## Instructions to follow
Copy out all of the records below, swapping each "set a point" for "place a marker" and keeping everything else the same.

## Available records

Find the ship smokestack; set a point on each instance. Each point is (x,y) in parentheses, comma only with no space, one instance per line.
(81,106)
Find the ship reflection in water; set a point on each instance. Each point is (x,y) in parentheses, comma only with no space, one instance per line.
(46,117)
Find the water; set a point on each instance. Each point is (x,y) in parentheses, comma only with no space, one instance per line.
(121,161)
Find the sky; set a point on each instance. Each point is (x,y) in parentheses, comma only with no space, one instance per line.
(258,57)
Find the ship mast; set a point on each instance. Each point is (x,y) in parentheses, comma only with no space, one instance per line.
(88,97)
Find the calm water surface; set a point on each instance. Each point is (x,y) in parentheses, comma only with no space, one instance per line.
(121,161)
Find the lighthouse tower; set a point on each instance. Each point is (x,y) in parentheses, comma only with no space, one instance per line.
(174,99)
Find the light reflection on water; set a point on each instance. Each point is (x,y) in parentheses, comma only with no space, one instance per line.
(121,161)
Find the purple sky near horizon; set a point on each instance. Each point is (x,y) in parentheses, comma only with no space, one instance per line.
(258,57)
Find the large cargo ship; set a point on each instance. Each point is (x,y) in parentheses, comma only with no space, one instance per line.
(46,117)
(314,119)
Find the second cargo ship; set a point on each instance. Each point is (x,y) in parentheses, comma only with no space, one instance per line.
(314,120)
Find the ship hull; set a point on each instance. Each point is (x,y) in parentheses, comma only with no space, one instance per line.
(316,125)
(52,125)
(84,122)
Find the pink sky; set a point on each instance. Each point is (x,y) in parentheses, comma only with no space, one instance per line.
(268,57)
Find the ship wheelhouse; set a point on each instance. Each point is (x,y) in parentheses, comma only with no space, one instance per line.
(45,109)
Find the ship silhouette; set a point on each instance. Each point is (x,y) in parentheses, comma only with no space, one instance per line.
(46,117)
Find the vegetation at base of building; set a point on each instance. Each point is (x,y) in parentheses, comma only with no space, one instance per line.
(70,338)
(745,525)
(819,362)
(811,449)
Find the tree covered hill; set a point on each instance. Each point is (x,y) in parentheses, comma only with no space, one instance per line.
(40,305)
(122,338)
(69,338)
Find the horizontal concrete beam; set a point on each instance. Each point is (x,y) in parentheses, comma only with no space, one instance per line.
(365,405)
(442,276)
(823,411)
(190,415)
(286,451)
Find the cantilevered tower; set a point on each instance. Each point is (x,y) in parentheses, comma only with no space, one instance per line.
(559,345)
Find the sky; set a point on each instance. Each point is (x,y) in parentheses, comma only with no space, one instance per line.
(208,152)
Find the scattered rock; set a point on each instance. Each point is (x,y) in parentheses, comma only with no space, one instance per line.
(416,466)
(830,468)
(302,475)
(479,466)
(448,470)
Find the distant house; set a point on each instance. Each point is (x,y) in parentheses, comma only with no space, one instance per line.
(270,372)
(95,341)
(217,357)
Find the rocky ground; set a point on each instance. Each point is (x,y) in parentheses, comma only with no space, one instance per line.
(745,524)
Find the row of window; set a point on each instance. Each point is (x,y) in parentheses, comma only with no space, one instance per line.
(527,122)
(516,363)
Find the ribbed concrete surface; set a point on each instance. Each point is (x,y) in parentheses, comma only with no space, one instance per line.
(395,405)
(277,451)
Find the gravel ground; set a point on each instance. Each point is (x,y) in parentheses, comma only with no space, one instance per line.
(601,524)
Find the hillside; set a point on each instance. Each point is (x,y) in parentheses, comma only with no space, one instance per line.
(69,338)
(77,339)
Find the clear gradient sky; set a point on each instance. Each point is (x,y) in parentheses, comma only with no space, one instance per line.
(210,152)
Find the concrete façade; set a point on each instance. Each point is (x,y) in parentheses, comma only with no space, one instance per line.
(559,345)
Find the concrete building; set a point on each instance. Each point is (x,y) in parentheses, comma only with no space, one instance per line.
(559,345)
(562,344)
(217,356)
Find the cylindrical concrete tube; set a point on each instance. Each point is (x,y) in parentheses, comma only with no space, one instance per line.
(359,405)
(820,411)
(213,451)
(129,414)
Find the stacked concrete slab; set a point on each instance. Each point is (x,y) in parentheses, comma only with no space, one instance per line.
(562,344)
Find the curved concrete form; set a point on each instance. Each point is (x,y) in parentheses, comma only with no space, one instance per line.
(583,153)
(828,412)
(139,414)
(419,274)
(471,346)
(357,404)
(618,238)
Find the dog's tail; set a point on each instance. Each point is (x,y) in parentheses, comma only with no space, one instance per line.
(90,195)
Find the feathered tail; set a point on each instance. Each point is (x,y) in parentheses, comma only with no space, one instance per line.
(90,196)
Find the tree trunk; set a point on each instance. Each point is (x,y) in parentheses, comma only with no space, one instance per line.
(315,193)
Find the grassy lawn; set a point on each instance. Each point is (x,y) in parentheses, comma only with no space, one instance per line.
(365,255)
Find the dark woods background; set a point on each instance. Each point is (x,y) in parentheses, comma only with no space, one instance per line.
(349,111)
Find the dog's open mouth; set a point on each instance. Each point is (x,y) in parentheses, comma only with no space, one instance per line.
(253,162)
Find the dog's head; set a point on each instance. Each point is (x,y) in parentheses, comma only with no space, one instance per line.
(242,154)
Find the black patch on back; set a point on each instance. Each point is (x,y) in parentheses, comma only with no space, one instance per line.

## Solution for this exercise
Find the ship smokestack; place a marker on each instance. Each point is (x,y) in parentheses, comma only with no space, one instance per line.
(81,106)
Find the ship reflection in water; place a marker on each instance. Each point is (x,y) in parentheses, comma only with no space, one instance per line.
(46,117)
Find the water; place a marker on each instance. Each point is (x,y) in parentheses, comma only with no space, one instance per line.
(121,161)
Find the sky; place a marker on each instance. Each point is (x,y) in parentheses, comma only with no space, one instance per line.
(258,57)
Find the ship mast; place a marker on each instance. Each point is (x,y) in parentheses, comma only with no space, one instance per line.
(88,97)
Find the calm water surface; place a marker on each instance. Each point is (x,y) in parentheses, comma only with no space, one instance per line.
(121,161)
Find the lighthouse tower; place a marker on each instance. Each point is (x,y) in parentheses, comma only with no space, one instance per line.
(174,99)
Find the light reflection on water; place a marker on each instance. Each point is (x,y) in parentheses, comma only with no space, one instance per line.
(121,161)
Find the purple sky near horizon; place a marker on each instance. Each point is (x,y) in parentheses, comma only with no space, one instance per line.
(258,57)
Find the large cargo ship; place a marker on each instance. Each point is (x,y) in parentheses, comma only with no space, one instance per line.
(46,117)
(314,119)
Find the second cargo ship; place a marker on each instance. Each point is (x,y) in parentheses, comma only with no space, one instance per line.
(314,120)
Find the ship hull; place a marker on each instance. Each point is (x,y) in parentheses, comma only with no space, one instance per line.
(316,125)
(52,125)
(84,122)
Find the pink sky; place a marker on each instance. Each point is (x,y) in parentheses, comma only with no space, one instance per line.
(268,57)
Find the ship wheelhouse; place a marker on each instance. Each point is (x,y) in parentheses, comma only with no space, one instance per line.
(45,109)
Find the ship silhouette; place a marker on each instance. Each point is (x,y) in parentheses, comma only with no space, one instance per line.
(46,117)
Find the vegetation at base of building; place a marker on each instance. Each point is (x,y) in parentheses, comma only with no space, one instance per line.
(70,338)
(745,525)
(819,362)
(811,449)
Find the tree covered hill; place a marker on each instance. Each point is (x,y) in parentheses, comma only with no space, one instance per line.
(40,305)
(122,338)
(69,338)
Find the horizontal concrete beam; place a marker on each instance. Each point is (x,y) in parentheses, comma only with no space, one instance per line.
(365,405)
(442,276)
(823,411)
(190,415)
(286,451)
Find the cantilevered tower; place a marker on each instance. Each point is (x,y) in parentheses, comma only with no space, one instance per line.
(559,345)
Find the sky; place a marker on each instance. Each point is (x,y) in parentheses, comma only with no space, one instance per line.
(208,152)
Find the scattered rock; place a marker on each instance. Each point is (x,y) in parentheses, comma only with no space, one instance per line.
(416,466)
(830,468)
(302,475)
(479,466)
(448,470)
Find the distant house; place a marker on each instance. Each point is (x,y) in parentheses, comma only with no space, one instance per line.
(270,372)
(95,341)
(217,357)
Find the rocky ground; place a marker on each instance. Each point is (x,y) in parentheses, comma only with no space, one instance per line.
(745,524)
Find the row of window; place a marker on each instance. Each point is (x,y) in parentheses, comma only with no space, one instance per line.
(527,122)
(516,363)
Find the ribbed concrete surface; place a marker on each instance. Each point is (x,y) in parentheses, comma only with no space, one instance per line.
(395,405)
(277,451)
Find the gravel ground; place a marker on each instance. Each point is (x,y) in parentheses, comma only with no space, one instance per line.
(601,524)
Find the hillside; place a marker on each instance. Each point is (x,y) in parentheses, comma only with no space, one instance per line.
(69,338)
(77,339)
Find the clear gradient sky; place a marker on each instance. Each point is (x,y) in parentheses, comma only with no space, one instance per line.
(210,152)
Find the concrete façade; place a marker on each instance. Each point is (x,y) in parentheses, comma only with no space, one instance per line.
(559,345)
Find the concrete building; place a marker on each instance. Each point is (x,y) in parentheses, comma only with no space, one instance per line.
(559,345)
(562,344)
(217,356)
Find the cylindrical concrete tube; place a marker on each instance. Each point is (x,y) in parentheses, comma only with no space, one instance per line.
(359,405)
(820,411)
(213,451)
(129,414)
Find the stacked concrete slab; place a marker on each instance. Each point is (x,y) in parentheses, comma only with no space, one instance per line.
(562,344)
Find the curved concrete form; place a marker on each instance. Each point is (x,y) in parentheses, comma only with no space, one instance per line.
(583,153)
(828,412)
(139,414)
(419,274)
(471,346)
(357,404)
(618,238)
Find the dog's tail; place a marker on each instance. Each point is (x,y) in parentheses, comma only with no space, one instance per line.
(90,195)
Find the feathered tail; place a marker on each instance. Each point is (x,y) in parentheses, comma only with no space, one instance per line.
(90,196)
Find the tree trunk; place a marker on each instance. Each point is (x,y) in parentheses, comma only with no space, one instance per line.
(315,193)
Find the grassy lawn; place a marker on each instance. Each point is (x,y) in parentheses, comma only with no space, one instance per line.
(365,255)
Find the dark woods background; place a marker on each instance. Each point is (x,y) in parentheses, comma only with no space, one instance per line.
(349,111)
Find the dog's open mouth; place a marker on each instance. Each point is (x,y) in parentheses, comma only with no space, one instance per line.
(253,162)
Find the dog's head; place a marker on each instance. Each point is (x,y) in parentheses, comma only with no space, one instance per line.
(242,154)
Find the black patch on back; place a marker on each instance. Each point is (x,y) in parentheses, comma only with no space, one instance per line.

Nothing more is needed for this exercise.